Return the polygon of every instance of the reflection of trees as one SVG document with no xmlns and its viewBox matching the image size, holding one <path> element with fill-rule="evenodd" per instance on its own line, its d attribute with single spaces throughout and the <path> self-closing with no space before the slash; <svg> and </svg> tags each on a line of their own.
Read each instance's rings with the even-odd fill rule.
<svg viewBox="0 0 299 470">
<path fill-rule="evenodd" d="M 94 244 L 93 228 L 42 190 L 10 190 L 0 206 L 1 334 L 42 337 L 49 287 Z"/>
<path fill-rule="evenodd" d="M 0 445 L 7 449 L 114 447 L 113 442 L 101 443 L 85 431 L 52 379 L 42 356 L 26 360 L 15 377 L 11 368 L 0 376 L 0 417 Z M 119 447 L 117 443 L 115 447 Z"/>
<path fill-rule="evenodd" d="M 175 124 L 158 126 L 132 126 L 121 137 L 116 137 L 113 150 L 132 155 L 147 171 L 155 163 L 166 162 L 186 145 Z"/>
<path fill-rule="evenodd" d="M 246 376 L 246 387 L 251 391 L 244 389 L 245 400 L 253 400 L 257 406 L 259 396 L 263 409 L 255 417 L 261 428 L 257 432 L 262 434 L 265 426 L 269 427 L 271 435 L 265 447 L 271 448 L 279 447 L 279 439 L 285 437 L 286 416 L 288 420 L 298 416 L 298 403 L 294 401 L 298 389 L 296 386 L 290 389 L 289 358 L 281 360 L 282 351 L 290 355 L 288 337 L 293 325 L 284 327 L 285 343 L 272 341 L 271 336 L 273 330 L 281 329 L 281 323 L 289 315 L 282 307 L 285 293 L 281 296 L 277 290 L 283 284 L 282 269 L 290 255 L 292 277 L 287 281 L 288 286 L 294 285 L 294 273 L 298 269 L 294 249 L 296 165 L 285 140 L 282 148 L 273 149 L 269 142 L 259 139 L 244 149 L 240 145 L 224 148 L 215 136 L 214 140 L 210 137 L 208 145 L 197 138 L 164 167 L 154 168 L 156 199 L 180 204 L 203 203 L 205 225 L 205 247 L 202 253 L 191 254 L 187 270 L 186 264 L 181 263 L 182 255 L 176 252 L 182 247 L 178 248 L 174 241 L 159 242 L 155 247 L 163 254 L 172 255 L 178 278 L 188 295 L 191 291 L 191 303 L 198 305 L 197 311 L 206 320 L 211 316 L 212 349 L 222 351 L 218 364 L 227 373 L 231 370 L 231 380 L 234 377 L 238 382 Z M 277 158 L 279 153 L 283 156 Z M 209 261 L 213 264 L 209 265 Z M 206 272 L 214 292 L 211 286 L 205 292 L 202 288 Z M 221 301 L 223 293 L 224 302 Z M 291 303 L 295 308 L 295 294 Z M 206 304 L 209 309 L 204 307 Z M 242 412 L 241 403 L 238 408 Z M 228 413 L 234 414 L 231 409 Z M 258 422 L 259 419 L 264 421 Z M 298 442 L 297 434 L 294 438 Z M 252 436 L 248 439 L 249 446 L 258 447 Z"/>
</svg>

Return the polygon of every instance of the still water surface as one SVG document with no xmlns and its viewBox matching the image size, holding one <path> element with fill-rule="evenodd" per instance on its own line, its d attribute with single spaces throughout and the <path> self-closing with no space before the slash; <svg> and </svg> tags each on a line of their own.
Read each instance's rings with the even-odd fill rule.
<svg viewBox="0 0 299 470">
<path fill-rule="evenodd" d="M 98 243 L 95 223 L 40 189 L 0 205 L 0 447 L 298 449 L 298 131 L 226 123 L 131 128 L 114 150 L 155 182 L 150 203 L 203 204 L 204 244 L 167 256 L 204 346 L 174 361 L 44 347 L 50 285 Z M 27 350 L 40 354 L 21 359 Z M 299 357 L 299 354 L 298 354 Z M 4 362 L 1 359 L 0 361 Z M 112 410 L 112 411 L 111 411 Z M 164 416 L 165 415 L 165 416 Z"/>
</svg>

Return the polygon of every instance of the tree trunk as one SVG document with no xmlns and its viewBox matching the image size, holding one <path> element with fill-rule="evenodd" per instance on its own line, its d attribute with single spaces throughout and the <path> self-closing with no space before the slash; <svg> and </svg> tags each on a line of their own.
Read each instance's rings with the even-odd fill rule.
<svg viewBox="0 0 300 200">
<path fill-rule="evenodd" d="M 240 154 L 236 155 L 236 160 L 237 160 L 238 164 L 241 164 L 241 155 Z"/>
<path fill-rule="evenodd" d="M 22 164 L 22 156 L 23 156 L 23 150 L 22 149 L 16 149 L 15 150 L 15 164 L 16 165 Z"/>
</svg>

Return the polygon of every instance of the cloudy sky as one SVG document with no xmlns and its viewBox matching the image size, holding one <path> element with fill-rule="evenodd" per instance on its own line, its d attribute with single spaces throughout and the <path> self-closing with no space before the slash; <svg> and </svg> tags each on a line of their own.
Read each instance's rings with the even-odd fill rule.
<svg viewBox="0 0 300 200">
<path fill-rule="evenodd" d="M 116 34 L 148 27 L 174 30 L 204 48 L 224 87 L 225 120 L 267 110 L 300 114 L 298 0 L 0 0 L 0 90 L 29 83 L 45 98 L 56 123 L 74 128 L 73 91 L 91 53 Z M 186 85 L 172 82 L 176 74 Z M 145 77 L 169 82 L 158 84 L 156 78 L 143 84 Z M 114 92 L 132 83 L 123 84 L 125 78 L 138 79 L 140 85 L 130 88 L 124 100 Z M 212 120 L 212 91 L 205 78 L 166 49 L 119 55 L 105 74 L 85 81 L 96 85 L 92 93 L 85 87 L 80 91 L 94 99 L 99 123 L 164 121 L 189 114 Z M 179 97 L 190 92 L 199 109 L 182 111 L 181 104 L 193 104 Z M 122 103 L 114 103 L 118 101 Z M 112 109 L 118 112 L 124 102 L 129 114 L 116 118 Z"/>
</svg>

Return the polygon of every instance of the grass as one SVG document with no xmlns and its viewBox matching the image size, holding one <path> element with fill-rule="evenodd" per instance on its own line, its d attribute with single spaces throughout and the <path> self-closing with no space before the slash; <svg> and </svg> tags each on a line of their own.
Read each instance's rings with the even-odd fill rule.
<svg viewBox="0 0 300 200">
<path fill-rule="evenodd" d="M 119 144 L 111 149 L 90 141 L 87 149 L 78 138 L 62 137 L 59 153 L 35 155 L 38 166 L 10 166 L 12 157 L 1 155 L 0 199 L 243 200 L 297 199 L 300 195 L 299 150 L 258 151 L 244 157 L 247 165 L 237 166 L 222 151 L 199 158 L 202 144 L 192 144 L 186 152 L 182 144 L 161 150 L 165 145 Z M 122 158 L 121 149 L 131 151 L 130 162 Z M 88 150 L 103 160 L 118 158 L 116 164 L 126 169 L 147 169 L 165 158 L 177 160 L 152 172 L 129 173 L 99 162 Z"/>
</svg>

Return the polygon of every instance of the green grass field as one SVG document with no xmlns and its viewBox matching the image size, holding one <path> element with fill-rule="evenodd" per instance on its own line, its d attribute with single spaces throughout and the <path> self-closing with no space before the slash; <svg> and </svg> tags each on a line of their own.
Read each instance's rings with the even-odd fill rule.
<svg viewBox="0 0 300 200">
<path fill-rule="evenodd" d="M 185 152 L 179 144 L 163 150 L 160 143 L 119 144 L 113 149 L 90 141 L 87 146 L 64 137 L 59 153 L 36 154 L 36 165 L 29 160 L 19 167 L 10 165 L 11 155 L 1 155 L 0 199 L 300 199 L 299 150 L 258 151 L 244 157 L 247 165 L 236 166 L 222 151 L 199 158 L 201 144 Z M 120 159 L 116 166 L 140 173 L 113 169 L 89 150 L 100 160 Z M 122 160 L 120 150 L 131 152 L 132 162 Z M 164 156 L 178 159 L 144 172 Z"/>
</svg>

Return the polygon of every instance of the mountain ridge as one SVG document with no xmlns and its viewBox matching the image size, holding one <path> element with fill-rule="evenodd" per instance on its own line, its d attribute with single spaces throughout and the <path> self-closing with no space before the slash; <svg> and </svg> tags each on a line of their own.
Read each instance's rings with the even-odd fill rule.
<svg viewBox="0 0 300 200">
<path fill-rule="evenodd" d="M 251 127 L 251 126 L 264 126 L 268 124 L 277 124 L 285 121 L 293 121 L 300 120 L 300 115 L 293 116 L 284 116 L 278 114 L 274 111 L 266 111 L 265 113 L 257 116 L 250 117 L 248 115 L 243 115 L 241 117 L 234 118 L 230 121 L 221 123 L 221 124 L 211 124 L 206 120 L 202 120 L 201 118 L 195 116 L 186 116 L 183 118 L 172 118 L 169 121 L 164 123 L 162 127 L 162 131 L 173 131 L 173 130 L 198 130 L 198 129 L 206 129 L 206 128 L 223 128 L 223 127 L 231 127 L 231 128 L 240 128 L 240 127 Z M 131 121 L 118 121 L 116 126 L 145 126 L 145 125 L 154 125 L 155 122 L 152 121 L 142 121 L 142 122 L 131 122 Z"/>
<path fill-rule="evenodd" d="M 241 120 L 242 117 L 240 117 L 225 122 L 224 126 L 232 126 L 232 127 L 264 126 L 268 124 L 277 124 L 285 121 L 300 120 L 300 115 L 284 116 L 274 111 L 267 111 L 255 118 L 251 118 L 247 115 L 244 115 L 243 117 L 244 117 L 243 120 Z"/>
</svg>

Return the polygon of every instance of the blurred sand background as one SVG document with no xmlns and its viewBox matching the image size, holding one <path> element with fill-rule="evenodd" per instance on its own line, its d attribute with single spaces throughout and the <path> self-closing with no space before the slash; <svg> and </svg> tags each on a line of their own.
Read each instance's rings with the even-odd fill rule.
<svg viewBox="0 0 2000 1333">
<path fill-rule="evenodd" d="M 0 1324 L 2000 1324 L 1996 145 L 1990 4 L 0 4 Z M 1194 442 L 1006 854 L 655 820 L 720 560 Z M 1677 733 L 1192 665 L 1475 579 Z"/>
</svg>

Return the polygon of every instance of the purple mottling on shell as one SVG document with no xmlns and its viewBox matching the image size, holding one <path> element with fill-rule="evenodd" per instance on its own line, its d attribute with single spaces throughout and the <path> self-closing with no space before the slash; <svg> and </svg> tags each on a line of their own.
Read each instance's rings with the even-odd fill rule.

• [YOUR INSTRUCTIONS] Go line by line through the listing and count every line that includes the word "grass". Only the total is needed.

• [THE ANSWER] 2